/---

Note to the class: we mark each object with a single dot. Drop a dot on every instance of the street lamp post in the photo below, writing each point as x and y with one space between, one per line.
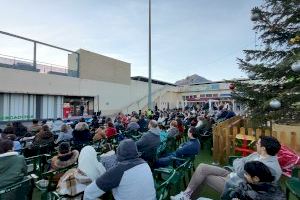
149 78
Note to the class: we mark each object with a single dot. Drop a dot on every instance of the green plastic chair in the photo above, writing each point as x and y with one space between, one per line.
52 177
163 189
21 190
180 171
293 184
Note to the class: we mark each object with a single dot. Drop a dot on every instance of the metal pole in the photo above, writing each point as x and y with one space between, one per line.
149 78
34 54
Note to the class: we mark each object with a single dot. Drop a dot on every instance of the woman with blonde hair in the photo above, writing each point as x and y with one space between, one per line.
81 134
100 134
45 136
74 181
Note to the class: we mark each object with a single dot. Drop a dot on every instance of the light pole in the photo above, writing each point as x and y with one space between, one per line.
149 77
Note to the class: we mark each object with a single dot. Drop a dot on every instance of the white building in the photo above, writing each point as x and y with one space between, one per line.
93 82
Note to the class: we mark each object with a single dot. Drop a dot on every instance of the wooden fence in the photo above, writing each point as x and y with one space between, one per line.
224 136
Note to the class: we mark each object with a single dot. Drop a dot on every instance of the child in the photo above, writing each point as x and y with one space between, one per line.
258 185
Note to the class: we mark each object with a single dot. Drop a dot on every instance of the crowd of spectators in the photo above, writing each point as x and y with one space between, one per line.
126 170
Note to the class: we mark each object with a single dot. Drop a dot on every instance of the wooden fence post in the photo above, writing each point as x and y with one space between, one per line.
293 140
258 133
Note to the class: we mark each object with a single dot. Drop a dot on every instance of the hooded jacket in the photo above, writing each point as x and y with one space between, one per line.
43 137
148 144
261 191
130 179
8 174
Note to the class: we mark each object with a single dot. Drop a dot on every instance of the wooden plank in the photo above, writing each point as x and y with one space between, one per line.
267 132
227 143
293 142
215 144
258 133
283 138
250 131
274 134
242 131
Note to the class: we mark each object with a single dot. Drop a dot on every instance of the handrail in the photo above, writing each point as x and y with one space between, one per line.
38 62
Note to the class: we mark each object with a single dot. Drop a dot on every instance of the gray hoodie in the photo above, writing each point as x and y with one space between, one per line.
237 176
148 144
130 179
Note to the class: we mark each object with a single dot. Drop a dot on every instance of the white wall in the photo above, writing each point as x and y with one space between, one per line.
112 96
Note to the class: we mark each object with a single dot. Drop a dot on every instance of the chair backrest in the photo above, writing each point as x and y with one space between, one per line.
20 190
53 176
37 164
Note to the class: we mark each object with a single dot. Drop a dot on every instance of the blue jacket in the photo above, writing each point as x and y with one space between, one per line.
189 148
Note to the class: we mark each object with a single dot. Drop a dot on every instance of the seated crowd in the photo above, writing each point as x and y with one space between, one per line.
126 171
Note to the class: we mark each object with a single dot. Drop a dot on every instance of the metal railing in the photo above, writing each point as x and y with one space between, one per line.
41 67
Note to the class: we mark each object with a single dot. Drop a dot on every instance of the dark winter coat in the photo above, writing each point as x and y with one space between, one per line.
261 191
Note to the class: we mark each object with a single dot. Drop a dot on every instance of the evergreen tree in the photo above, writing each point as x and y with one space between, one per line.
274 91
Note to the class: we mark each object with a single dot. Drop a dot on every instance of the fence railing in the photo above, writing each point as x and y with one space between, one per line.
41 67
224 137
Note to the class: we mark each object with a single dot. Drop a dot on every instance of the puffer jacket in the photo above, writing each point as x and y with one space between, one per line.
261 191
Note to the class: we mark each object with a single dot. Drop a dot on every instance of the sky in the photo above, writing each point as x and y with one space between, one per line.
202 37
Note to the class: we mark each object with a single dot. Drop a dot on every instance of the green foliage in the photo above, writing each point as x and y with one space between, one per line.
278 27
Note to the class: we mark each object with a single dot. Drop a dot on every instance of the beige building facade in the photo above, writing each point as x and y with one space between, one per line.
100 83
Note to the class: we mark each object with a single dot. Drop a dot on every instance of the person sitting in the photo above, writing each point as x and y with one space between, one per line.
187 149
65 134
163 133
108 157
142 123
35 127
118 125
95 122
110 131
149 142
75 180
81 133
57 125
173 130
13 167
17 144
216 177
65 157
99 134
258 184
19 129
133 125
180 126
130 179
45 136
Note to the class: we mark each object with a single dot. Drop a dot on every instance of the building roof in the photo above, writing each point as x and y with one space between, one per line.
154 81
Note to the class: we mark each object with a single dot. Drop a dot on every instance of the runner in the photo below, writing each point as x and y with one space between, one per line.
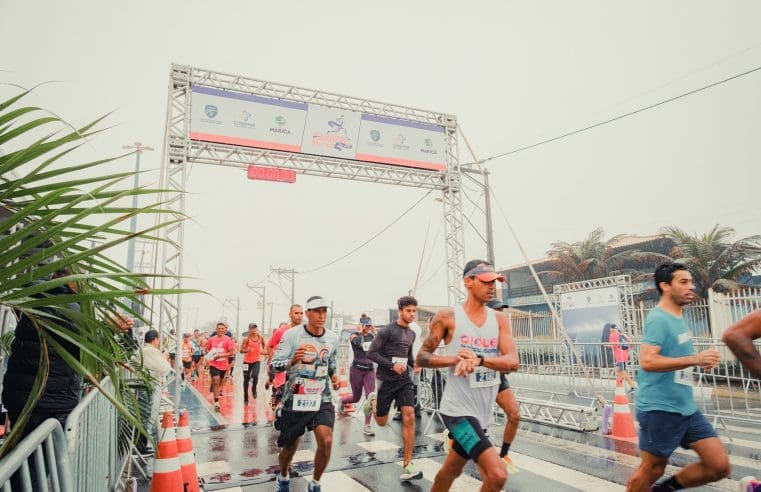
252 347
197 352
507 402
218 349
666 411
296 315
362 371
308 354
187 357
478 344
392 351
739 338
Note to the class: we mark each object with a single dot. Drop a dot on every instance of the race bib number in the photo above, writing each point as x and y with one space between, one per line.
483 378
684 376
309 397
306 403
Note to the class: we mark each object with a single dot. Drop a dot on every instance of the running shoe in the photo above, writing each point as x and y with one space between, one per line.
409 473
282 485
367 408
749 484
511 468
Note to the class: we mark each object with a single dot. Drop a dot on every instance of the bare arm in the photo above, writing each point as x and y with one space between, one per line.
739 338
441 328
652 361
507 361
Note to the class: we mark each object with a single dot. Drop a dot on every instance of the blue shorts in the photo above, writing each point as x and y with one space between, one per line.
660 433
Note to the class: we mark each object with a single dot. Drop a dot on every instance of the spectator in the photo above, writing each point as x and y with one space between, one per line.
62 388
158 367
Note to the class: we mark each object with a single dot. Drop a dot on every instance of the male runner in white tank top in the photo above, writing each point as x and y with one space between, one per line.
478 346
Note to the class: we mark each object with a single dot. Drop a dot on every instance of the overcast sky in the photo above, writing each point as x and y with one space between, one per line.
514 74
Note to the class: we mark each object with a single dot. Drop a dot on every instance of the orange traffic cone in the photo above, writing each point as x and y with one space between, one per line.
623 425
167 476
185 450
344 391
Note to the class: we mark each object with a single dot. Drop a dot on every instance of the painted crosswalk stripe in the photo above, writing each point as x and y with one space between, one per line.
563 474
339 481
429 467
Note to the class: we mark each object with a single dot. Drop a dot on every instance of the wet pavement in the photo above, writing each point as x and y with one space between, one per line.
236 450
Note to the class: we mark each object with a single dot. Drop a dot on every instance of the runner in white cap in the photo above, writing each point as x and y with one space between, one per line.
308 354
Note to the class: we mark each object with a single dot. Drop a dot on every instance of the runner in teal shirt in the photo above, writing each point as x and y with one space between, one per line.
667 391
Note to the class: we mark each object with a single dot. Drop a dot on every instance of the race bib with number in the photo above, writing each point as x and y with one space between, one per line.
684 376
483 378
309 397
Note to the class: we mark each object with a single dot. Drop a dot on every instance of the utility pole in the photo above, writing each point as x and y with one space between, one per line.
289 273
139 148
261 291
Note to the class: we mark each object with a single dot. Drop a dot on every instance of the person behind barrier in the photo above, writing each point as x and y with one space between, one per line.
477 347
149 399
392 351
61 389
308 354
739 338
620 344
362 370
666 410
507 402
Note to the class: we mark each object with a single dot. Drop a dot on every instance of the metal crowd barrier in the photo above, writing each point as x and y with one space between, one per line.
92 431
40 462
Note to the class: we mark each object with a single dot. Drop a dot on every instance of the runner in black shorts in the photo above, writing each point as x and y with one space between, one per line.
392 351
308 353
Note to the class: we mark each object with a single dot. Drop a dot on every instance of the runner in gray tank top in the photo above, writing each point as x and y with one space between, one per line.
478 346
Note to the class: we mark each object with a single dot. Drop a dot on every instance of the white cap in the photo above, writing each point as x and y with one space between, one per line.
315 302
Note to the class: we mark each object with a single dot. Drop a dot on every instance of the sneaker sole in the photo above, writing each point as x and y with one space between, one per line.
416 476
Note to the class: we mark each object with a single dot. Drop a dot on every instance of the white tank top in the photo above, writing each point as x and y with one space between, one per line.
474 395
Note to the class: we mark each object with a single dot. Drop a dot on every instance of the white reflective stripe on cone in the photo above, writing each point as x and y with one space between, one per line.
166 465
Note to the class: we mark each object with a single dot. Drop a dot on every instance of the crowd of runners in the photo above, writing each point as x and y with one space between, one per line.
472 344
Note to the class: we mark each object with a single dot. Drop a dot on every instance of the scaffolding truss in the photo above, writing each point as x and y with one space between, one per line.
180 151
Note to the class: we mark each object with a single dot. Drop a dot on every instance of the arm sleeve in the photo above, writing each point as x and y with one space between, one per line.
333 364
651 334
374 352
410 355
283 355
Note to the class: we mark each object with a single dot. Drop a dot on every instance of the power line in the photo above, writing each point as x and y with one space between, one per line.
615 118
371 238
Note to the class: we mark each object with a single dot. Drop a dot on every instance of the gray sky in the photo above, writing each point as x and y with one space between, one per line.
514 73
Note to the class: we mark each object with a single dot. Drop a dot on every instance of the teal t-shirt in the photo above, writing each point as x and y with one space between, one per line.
667 391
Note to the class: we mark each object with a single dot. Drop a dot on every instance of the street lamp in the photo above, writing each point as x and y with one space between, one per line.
139 148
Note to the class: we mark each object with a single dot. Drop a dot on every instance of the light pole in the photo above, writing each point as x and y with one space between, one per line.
139 148
263 299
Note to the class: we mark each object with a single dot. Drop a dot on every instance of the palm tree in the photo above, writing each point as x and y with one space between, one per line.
594 257
715 261
52 219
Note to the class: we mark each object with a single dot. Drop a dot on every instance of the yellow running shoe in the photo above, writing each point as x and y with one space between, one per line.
511 468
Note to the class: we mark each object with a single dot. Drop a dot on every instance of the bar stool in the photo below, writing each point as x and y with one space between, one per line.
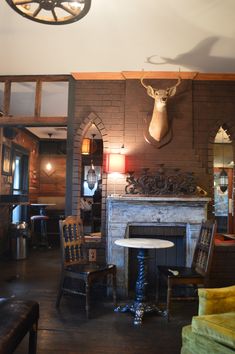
39 238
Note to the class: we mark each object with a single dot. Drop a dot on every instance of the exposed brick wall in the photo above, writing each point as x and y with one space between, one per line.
118 109
213 106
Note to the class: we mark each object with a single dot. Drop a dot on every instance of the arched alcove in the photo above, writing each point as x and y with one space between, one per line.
85 130
223 167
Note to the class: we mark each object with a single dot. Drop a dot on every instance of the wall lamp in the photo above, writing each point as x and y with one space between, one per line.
115 163
51 12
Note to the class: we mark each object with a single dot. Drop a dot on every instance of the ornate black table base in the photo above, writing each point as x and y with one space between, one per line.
140 306
139 309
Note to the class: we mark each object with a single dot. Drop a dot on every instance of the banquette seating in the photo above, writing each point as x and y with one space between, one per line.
213 330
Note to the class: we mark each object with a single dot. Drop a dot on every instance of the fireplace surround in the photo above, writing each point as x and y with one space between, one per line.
126 211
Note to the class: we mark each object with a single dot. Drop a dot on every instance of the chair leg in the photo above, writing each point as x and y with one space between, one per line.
87 299
114 285
168 301
60 291
157 289
33 339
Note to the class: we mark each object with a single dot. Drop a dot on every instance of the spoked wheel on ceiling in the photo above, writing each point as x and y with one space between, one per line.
54 12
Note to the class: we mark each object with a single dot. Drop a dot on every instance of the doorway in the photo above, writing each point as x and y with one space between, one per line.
20 182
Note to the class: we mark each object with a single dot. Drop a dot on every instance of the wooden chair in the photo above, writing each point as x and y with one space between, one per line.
75 264
195 275
17 318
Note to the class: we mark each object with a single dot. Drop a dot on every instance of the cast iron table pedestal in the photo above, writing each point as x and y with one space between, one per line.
140 305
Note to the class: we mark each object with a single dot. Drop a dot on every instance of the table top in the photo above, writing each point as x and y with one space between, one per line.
232 236
143 243
42 204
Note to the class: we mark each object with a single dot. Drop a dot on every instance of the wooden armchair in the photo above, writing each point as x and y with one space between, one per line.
75 264
195 275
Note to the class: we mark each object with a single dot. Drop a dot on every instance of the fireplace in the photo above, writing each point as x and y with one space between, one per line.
173 256
127 212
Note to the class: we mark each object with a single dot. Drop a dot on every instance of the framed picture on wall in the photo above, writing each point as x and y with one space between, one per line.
6 160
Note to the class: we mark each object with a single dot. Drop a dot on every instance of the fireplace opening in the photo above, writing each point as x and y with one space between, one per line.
173 256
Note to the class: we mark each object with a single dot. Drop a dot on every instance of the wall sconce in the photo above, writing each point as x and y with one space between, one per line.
223 176
51 12
223 180
86 146
49 169
115 163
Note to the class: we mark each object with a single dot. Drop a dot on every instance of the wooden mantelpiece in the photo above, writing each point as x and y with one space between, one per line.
125 211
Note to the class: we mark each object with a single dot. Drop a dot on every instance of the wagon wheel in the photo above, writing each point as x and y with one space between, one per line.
54 12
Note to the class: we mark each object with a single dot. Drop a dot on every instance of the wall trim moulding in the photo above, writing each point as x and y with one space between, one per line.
125 75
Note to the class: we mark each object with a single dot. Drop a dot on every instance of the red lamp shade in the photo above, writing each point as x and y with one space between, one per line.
86 146
115 163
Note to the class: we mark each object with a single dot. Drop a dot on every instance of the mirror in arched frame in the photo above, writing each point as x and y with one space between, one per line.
91 180
223 180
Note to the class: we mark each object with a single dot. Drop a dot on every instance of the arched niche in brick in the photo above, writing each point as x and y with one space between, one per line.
81 131
230 130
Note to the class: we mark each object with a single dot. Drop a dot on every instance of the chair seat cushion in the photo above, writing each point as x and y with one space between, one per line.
193 343
88 268
219 327
183 272
16 319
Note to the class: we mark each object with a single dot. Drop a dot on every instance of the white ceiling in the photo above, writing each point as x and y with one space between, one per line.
193 35
61 132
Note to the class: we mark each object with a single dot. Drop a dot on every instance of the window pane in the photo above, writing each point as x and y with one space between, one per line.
22 98
54 99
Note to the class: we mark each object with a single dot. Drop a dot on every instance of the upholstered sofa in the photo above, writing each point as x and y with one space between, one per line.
213 330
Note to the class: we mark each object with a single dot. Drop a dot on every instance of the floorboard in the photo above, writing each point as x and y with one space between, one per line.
67 331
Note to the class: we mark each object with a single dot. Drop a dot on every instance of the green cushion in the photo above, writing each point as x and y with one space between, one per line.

\---

▶ PROBLEM TO WORK ON
Starting from the line containing "the chair seat", repeat each line through the end of the entries, exactly.

▶ RESPONSE TO THIS EXERCISE
Note to the class: we mark each object with a single dot. Drop a dot on every instance of the chair seat cushion in the photo above, writing each point as x and y with one space between, one per line.
193 343
88 268
219 327
183 272
16 319
Note to the class: we mark each object with a single dot. Drop a dot on every instance of the white ceiling in the photo above, writing each point as x and y with one space between, one per line.
193 35
61 132
Note to the class: we mark each object with a single dot. Drop a dot on every instance of the window pane in the photo above, writing each point as x and y with one space between, one per line.
22 98
54 99
Note to the class: we mark each object with a single dot. Drop a dot on every instance of the upholstered sofa in the photo above, writing each point as x and y with one space between, one per line.
213 330
Note to the class: we mark each object with a single dot. Drop a dot on every instance of the floorboard in the photo above, writing each point as x and y with one space between, one per line.
67 331
Note to the class: we mark each object with a single dot. Drop a dot on every instance of the green cushion in the photo above, writing each point as x and y with one space between, one per line.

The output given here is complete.